Could you repeat the data word for word, beginning at the line that contains "In this exercise you will find the person" and stopping after the final line of the data?
== SOURCE DATA
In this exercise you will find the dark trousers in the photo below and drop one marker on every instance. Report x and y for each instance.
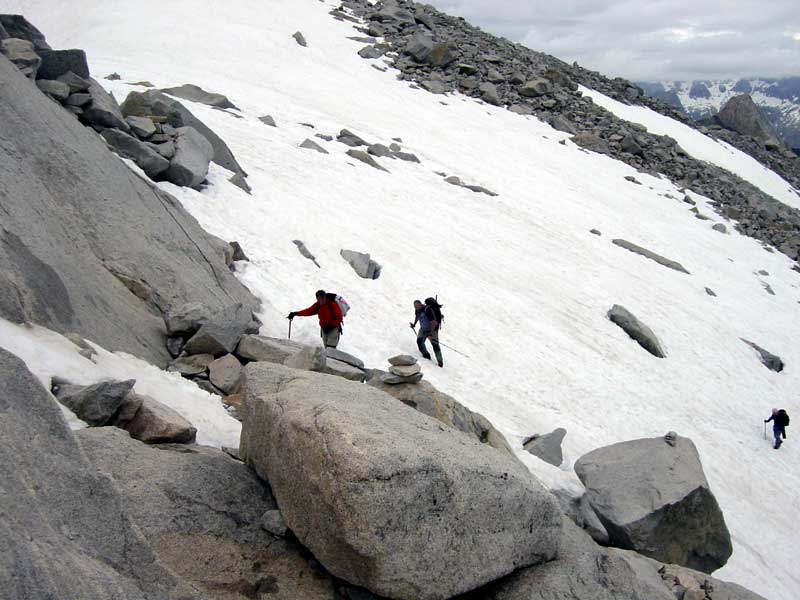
(422, 336)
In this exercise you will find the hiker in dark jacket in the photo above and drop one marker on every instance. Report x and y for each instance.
(429, 318)
(780, 419)
(330, 318)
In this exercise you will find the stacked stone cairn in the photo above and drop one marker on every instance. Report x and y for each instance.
(403, 369)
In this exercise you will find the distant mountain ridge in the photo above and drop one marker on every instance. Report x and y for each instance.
(779, 99)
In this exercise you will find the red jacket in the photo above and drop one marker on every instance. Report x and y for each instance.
(329, 313)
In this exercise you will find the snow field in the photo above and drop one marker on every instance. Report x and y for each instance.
(525, 286)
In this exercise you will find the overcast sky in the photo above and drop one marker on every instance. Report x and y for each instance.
(650, 40)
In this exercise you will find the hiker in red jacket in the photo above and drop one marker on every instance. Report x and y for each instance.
(330, 318)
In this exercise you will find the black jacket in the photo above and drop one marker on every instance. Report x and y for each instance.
(781, 418)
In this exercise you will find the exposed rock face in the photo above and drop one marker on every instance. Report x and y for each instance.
(638, 331)
(344, 357)
(200, 510)
(69, 535)
(153, 102)
(195, 93)
(385, 497)
(362, 264)
(78, 265)
(586, 571)
(150, 161)
(308, 144)
(742, 115)
(305, 252)
(343, 369)
(193, 154)
(17, 26)
(429, 401)
(482, 59)
(310, 358)
(260, 348)
(225, 373)
(768, 359)
(653, 497)
(22, 55)
(631, 247)
(547, 447)
(56, 63)
(103, 111)
(155, 423)
(97, 404)
(364, 157)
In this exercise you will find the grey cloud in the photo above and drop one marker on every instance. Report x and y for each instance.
(660, 40)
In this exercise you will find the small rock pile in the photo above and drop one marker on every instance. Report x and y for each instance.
(403, 369)
(212, 349)
(114, 403)
(203, 345)
(362, 264)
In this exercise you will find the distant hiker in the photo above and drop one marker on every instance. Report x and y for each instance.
(330, 318)
(780, 420)
(429, 317)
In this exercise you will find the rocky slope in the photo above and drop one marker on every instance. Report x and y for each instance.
(385, 497)
(442, 54)
(86, 244)
(779, 99)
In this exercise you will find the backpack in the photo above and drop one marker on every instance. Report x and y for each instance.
(436, 309)
(343, 305)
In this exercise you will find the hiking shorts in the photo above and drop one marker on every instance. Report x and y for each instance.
(330, 339)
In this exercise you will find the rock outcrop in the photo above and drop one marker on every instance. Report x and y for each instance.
(742, 115)
(195, 93)
(526, 82)
(638, 331)
(385, 497)
(425, 398)
(547, 446)
(156, 103)
(666, 262)
(362, 264)
(65, 531)
(69, 258)
(768, 359)
(652, 497)
(201, 511)
(585, 571)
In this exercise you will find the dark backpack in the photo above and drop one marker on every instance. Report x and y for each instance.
(436, 309)
(343, 305)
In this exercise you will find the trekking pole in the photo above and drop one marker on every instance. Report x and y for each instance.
(414, 329)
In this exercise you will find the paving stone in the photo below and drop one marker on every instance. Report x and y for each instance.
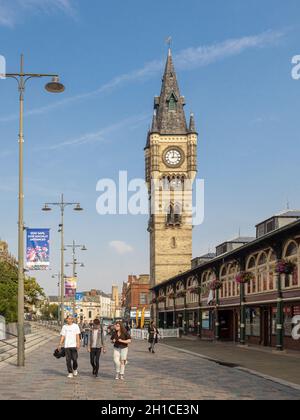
(166, 375)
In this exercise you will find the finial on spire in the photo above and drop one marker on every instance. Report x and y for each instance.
(169, 42)
(154, 127)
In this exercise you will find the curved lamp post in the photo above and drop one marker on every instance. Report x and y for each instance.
(55, 86)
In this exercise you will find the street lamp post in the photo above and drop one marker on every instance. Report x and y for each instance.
(62, 205)
(75, 263)
(54, 87)
(58, 295)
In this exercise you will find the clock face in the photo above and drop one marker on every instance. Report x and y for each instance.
(173, 157)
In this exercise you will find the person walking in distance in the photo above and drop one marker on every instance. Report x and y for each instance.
(96, 344)
(153, 336)
(70, 340)
(86, 332)
(121, 339)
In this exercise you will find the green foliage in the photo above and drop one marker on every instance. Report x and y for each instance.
(9, 291)
(33, 292)
(49, 312)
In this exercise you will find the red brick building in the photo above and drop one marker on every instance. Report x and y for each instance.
(136, 297)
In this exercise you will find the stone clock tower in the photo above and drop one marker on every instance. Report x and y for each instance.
(171, 167)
====
:: RIGHT ANSWER ::
In this exercise you will find the person walking in distance in the photo above and drop one marker on every instance. Report x and y for each instance.
(96, 344)
(153, 336)
(70, 340)
(86, 332)
(121, 339)
In this exercise you will find the green foliage in the photo above and drop one marker on every instance. Report x and y for each instance.
(9, 291)
(33, 292)
(49, 312)
In this exercise you will find the red brick building in the photo above and drop one marker on every instance. Report x and y for each instance.
(136, 297)
In this exercise you will find the stone clock tower in the photo above and drop one marker on every instance. Report x and y for each instance.
(171, 167)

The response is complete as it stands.